(Information provided begins)

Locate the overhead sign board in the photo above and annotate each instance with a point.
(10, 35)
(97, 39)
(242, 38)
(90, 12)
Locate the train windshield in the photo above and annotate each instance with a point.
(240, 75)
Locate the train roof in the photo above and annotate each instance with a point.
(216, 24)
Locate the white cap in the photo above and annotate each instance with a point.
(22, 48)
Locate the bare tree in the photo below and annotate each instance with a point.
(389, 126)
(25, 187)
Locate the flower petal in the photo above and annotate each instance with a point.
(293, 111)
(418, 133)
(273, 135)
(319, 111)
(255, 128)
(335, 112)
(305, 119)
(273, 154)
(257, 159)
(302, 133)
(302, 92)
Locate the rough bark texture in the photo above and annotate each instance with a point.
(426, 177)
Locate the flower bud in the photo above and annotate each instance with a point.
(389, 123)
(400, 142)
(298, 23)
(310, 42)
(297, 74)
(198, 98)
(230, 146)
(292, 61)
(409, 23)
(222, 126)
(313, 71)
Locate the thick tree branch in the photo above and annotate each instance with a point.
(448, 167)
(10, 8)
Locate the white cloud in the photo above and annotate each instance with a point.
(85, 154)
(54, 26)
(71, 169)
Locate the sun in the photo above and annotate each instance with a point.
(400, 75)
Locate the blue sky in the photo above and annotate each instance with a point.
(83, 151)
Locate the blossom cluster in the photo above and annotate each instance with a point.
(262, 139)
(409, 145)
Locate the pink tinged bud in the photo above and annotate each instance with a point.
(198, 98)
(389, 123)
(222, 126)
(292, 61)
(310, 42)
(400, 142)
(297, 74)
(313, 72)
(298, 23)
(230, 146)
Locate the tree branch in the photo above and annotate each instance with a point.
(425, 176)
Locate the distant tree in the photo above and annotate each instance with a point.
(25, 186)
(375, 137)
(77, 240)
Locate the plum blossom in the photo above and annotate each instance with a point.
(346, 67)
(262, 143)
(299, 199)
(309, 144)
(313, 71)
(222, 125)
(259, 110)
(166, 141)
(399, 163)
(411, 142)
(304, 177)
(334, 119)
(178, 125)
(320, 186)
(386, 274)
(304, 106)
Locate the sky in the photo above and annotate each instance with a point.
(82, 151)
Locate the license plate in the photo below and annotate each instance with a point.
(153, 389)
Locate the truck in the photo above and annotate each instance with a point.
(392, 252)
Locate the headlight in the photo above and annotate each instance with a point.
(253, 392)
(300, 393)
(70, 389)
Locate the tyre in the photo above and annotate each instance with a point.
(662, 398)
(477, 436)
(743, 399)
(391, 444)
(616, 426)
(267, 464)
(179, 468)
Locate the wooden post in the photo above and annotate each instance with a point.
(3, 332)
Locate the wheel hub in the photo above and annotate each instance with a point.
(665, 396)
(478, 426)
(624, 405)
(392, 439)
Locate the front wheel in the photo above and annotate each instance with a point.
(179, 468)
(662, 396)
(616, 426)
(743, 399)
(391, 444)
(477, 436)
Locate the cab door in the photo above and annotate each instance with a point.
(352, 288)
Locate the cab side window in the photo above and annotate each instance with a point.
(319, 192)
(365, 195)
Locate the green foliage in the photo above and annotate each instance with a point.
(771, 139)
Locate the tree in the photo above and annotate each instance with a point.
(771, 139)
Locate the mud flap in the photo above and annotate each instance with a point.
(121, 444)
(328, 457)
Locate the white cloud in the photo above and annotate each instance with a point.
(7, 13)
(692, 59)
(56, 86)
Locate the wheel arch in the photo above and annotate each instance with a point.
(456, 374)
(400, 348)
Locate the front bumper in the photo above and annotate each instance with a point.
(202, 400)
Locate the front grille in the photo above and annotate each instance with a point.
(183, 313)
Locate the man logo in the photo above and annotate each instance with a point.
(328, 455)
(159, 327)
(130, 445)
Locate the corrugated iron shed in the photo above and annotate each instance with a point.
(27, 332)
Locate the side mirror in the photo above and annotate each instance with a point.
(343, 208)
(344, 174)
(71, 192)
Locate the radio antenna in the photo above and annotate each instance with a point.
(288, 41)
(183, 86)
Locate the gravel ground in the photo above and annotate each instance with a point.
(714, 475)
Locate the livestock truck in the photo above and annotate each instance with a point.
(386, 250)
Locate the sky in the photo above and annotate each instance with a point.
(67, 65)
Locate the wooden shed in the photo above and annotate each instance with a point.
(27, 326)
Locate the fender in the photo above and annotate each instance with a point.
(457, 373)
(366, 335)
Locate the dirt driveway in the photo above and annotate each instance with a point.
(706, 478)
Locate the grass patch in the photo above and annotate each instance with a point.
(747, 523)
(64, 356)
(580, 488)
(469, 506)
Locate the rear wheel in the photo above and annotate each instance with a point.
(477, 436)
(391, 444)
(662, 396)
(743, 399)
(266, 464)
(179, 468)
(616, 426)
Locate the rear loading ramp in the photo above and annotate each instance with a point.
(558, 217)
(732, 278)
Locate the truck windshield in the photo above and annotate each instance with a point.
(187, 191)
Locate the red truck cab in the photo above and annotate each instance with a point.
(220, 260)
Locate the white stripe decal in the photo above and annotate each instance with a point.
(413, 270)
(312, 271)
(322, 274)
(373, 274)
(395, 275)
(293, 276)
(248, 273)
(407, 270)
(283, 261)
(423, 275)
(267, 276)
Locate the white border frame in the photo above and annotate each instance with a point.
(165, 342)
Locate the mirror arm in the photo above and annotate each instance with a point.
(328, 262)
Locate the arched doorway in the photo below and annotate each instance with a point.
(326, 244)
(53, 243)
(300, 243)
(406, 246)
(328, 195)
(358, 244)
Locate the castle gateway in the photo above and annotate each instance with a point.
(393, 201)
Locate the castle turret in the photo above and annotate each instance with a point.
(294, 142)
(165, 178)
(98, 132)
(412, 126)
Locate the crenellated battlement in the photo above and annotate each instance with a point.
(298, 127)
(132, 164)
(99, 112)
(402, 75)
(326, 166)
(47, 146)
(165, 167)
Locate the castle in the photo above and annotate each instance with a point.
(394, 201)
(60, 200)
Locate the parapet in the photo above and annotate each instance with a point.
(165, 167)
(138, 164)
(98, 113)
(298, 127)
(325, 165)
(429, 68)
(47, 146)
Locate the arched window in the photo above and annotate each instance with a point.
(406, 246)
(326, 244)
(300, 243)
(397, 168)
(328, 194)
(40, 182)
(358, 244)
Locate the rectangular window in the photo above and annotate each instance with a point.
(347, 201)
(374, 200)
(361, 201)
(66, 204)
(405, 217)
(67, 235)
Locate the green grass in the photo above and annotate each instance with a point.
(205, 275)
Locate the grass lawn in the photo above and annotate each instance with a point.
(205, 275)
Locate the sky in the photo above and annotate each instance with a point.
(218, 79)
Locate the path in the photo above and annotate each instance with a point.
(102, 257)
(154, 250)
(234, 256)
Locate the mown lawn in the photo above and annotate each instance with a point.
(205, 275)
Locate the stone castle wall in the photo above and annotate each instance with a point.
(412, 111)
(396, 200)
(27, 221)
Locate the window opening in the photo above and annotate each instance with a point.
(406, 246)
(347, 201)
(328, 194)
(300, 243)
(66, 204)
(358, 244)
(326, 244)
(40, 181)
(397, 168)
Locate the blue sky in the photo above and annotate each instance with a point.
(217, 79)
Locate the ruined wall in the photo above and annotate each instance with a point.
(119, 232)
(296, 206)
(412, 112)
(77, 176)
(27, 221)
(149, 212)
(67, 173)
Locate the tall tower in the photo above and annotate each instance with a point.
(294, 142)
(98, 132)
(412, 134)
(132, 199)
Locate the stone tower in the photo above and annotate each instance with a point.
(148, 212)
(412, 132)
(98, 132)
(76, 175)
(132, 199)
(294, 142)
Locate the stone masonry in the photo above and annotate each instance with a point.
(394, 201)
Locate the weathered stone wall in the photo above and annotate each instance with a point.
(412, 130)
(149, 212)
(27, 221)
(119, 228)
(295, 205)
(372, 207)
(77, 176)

(Information provided ends)
(Information provided begins)

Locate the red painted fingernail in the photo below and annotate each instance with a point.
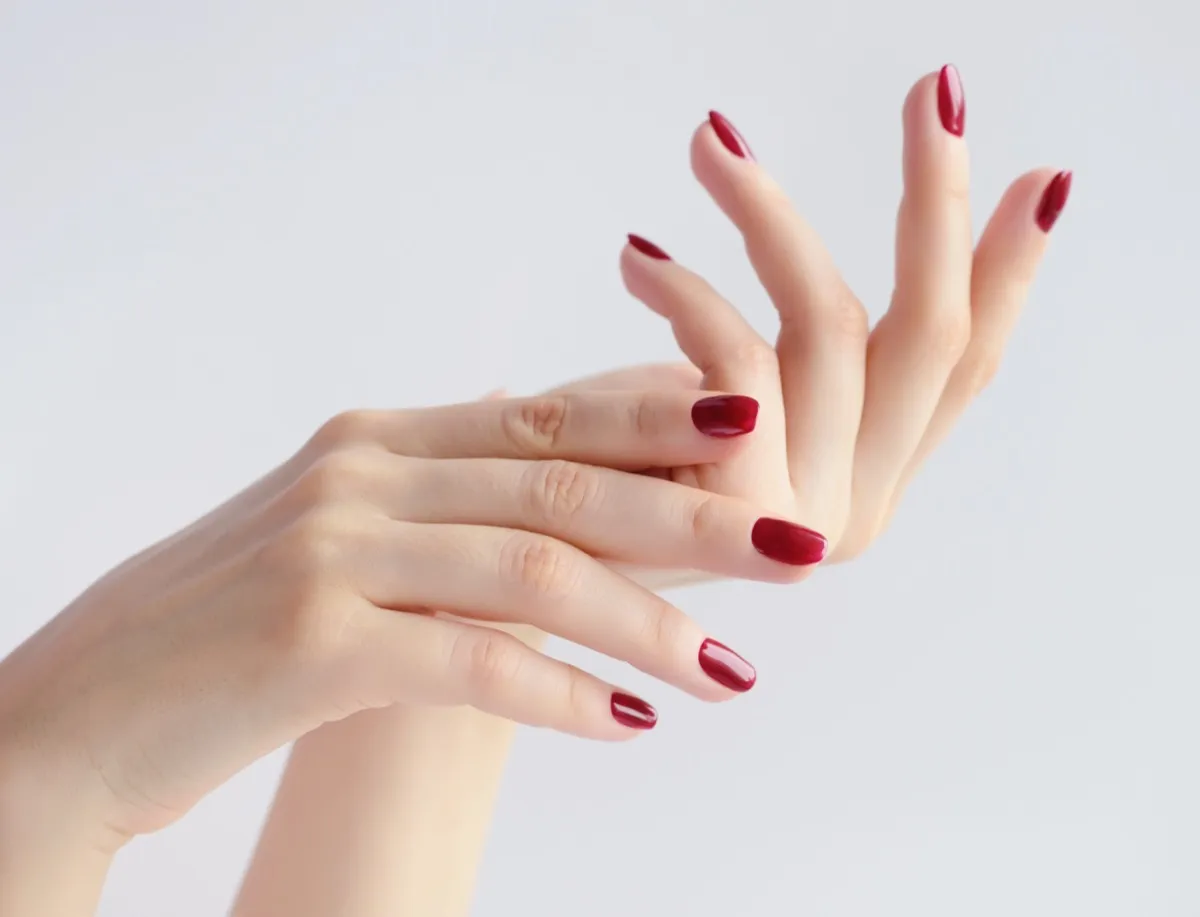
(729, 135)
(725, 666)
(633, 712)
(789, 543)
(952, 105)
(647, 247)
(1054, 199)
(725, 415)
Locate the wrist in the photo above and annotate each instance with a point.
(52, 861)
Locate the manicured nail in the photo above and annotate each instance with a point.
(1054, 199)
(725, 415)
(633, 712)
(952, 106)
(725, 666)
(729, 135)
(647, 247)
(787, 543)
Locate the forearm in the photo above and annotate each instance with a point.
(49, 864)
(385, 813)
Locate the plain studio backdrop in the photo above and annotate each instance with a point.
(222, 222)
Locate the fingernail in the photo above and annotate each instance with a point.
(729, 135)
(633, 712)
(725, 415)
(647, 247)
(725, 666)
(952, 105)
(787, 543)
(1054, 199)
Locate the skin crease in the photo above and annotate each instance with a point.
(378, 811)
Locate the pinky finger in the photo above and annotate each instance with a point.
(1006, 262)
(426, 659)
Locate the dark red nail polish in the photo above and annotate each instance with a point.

(Information provided ends)

_Requirement_: Look above for the line containing "Locate the wrist" and the line containing "Locate the dark". Transcribe both, with the lines between them, exactly.

_Problem solution_:
Locate the wrist in the photo above and annotate each instance with a point.
(52, 861)
Locate the manicured nail in the photo above and annotate each instance with a point.
(1054, 199)
(725, 415)
(633, 712)
(952, 106)
(725, 666)
(729, 135)
(647, 247)
(787, 543)
Locate the forearm in the photo above and annotate each instance with a point.
(49, 864)
(385, 813)
Locate the plain studio backdrop in the photo above and annotate each instance with a point.
(222, 222)
Locate the fingernail in the photo above and annotate each instance with a point.
(729, 135)
(633, 712)
(725, 415)
(647, 247)
(725, 666)
(952, 105)
(787, 543)
(1054, 199)
Locate the skin crease in the photo above and annotate each instance with a point.
(378, 811)
Locate the pinky finger in the photo above and annotate each instance with a point.
(1006, 262)
(426, 659)
Locate the dark red nail polish in the photo above and annotate each instance with a point.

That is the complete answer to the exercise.